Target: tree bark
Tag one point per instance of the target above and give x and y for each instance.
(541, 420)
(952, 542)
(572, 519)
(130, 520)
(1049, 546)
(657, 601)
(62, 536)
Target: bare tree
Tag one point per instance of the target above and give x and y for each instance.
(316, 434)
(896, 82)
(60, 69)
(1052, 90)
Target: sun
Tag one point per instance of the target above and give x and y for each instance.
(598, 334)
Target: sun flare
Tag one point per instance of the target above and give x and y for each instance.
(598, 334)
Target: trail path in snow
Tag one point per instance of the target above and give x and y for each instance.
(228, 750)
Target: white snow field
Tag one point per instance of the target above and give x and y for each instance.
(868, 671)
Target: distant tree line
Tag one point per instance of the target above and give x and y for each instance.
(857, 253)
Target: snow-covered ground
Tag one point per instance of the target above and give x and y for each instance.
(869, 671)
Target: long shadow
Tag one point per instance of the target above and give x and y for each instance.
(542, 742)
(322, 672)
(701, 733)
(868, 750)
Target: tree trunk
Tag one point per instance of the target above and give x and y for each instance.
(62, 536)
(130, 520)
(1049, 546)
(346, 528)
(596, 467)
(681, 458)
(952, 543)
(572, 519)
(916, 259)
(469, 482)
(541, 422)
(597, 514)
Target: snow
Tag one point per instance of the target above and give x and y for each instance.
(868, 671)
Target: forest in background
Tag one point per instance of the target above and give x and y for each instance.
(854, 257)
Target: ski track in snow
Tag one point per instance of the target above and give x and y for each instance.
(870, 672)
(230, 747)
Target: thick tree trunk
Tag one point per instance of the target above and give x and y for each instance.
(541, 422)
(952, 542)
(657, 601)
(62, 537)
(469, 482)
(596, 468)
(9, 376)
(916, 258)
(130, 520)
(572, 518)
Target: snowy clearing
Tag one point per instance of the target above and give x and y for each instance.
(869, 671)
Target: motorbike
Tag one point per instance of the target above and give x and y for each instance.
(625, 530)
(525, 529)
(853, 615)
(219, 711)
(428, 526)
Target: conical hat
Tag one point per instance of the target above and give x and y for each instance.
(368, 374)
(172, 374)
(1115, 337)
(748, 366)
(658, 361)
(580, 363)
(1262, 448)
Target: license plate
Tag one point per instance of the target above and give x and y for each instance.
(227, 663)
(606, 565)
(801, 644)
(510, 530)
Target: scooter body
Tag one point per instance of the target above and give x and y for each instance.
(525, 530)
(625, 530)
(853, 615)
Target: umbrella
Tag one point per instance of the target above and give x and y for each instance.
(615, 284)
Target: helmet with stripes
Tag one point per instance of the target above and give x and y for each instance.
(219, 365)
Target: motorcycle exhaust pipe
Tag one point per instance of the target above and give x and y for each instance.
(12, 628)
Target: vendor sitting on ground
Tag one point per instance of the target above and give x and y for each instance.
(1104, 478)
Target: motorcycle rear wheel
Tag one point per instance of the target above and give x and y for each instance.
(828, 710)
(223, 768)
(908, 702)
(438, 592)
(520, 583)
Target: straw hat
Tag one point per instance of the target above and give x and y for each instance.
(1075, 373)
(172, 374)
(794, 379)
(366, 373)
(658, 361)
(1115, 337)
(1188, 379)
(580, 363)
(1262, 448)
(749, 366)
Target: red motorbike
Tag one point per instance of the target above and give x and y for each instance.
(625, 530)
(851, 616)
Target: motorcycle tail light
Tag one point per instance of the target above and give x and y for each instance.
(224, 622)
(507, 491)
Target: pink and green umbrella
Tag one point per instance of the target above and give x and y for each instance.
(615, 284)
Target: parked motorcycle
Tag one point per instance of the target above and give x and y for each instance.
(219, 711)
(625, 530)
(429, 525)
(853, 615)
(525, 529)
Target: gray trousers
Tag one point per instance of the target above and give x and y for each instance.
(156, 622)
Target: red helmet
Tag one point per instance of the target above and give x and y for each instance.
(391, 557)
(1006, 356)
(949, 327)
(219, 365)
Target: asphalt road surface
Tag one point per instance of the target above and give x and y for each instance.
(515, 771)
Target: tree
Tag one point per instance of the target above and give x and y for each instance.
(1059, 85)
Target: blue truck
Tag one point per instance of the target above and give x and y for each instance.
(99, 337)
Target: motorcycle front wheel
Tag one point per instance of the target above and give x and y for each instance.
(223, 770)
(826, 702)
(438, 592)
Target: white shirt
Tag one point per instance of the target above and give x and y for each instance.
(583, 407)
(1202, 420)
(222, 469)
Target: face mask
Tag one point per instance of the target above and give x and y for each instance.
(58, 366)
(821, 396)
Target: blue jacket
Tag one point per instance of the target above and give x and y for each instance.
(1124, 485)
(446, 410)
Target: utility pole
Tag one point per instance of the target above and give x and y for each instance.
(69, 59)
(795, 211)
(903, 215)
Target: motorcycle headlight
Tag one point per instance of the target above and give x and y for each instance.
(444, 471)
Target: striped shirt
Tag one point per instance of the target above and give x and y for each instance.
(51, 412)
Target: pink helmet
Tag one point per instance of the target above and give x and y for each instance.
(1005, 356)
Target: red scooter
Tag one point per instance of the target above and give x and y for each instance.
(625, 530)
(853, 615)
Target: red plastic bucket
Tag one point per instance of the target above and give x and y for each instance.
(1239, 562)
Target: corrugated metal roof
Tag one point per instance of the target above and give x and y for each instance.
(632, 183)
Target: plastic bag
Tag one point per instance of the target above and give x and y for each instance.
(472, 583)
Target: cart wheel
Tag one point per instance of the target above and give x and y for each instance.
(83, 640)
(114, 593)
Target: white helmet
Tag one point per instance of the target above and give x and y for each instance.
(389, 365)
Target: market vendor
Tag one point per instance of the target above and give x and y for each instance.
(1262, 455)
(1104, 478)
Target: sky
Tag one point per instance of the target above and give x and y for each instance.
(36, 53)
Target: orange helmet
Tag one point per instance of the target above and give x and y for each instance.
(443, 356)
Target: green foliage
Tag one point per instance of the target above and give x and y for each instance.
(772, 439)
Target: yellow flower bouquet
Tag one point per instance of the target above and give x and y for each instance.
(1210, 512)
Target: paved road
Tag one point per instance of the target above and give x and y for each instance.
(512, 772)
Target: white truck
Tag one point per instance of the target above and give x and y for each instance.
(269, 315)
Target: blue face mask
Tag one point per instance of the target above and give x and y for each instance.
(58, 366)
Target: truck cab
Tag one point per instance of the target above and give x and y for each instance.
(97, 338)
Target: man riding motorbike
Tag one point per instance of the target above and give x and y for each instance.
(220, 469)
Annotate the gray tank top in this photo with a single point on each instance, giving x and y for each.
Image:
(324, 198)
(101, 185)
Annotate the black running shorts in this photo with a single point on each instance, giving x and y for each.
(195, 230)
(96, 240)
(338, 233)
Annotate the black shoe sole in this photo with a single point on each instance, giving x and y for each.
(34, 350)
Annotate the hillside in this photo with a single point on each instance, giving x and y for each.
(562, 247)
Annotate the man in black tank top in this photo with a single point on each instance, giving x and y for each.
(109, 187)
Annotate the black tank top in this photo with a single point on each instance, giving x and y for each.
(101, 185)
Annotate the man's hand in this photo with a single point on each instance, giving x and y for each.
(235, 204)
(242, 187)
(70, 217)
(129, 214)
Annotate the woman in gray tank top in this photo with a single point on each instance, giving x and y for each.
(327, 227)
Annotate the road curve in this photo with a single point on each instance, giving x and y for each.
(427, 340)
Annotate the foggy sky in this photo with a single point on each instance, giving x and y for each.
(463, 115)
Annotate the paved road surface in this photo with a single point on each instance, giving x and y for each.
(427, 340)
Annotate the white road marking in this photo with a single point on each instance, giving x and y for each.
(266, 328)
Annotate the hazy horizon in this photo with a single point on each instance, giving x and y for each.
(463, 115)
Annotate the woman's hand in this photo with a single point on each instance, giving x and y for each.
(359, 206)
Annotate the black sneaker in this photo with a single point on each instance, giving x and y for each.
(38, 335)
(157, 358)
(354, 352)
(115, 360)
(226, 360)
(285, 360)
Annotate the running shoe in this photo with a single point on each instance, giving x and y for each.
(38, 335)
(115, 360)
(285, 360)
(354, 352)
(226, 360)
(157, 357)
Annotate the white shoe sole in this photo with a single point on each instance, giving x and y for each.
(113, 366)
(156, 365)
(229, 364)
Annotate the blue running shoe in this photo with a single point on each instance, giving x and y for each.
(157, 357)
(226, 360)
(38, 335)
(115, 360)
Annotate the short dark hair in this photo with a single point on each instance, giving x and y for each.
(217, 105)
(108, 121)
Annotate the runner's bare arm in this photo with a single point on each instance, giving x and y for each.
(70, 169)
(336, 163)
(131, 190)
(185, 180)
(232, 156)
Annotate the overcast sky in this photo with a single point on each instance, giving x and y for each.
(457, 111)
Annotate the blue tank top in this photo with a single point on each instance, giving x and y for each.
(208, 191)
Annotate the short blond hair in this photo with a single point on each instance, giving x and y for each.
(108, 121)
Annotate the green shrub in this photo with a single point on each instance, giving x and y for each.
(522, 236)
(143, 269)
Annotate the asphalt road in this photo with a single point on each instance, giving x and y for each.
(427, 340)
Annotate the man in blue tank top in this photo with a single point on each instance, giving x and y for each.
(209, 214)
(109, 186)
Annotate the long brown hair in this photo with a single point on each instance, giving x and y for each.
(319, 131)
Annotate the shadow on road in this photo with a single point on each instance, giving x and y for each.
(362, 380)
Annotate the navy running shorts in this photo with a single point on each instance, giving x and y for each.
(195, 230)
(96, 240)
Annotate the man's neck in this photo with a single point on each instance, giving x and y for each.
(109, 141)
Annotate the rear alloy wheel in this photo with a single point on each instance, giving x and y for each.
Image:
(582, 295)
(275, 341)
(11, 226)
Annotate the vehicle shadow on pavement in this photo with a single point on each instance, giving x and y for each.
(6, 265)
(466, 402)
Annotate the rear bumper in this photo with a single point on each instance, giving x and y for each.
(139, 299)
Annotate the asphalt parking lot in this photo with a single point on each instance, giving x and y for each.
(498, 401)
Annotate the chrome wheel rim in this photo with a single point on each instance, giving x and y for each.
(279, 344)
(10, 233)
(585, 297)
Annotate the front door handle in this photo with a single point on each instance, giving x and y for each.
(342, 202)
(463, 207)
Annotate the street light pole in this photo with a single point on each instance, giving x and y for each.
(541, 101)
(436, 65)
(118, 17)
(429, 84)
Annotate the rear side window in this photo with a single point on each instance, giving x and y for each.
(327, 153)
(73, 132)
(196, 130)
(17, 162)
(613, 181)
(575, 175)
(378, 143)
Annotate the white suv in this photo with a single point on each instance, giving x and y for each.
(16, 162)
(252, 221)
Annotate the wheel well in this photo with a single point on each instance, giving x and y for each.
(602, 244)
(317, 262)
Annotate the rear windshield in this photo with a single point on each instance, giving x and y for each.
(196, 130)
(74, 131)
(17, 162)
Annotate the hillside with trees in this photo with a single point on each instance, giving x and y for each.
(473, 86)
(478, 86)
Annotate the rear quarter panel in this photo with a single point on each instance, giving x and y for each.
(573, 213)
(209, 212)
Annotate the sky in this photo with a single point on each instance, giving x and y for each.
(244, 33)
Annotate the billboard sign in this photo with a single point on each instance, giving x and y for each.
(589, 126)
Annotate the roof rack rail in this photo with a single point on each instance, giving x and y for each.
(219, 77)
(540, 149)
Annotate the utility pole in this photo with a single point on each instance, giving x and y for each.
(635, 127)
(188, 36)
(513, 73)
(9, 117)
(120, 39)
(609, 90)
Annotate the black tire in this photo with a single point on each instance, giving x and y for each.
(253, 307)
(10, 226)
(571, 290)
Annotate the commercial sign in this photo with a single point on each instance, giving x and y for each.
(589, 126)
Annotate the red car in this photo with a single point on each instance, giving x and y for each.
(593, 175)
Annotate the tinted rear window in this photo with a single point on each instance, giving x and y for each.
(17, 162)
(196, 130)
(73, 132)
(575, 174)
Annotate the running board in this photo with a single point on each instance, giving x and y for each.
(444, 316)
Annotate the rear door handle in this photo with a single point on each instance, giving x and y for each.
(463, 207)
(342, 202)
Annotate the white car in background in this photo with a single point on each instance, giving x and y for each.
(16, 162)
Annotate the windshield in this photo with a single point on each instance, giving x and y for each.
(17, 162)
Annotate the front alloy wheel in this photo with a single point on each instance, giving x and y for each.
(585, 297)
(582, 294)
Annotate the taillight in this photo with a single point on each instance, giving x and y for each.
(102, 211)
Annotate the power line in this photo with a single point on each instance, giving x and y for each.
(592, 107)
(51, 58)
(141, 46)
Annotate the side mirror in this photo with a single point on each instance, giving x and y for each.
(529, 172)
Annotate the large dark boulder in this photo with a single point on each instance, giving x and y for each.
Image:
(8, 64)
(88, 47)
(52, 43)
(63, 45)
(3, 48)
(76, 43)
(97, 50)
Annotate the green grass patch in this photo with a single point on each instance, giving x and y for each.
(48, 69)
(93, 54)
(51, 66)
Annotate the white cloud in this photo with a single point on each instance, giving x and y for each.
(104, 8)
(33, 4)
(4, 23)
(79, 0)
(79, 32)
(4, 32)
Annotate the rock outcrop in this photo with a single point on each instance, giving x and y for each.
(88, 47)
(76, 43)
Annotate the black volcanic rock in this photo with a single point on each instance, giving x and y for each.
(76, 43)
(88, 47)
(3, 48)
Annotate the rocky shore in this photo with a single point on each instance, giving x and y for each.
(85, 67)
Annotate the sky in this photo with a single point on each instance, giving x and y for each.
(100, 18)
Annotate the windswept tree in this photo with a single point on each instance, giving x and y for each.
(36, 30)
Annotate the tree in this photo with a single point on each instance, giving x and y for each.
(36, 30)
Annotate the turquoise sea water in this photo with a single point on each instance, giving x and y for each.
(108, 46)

# # #

- [WHAT THE EXERCISE ASKS] Reproduce the data without any change, from the line containing "Annotate the turquoise" through the end of the data above, both ends included.

- [RESPONSE]
Annotate the turquoise sea water in this photo with a single point on each instance, giving x and y for each.
(108, 46)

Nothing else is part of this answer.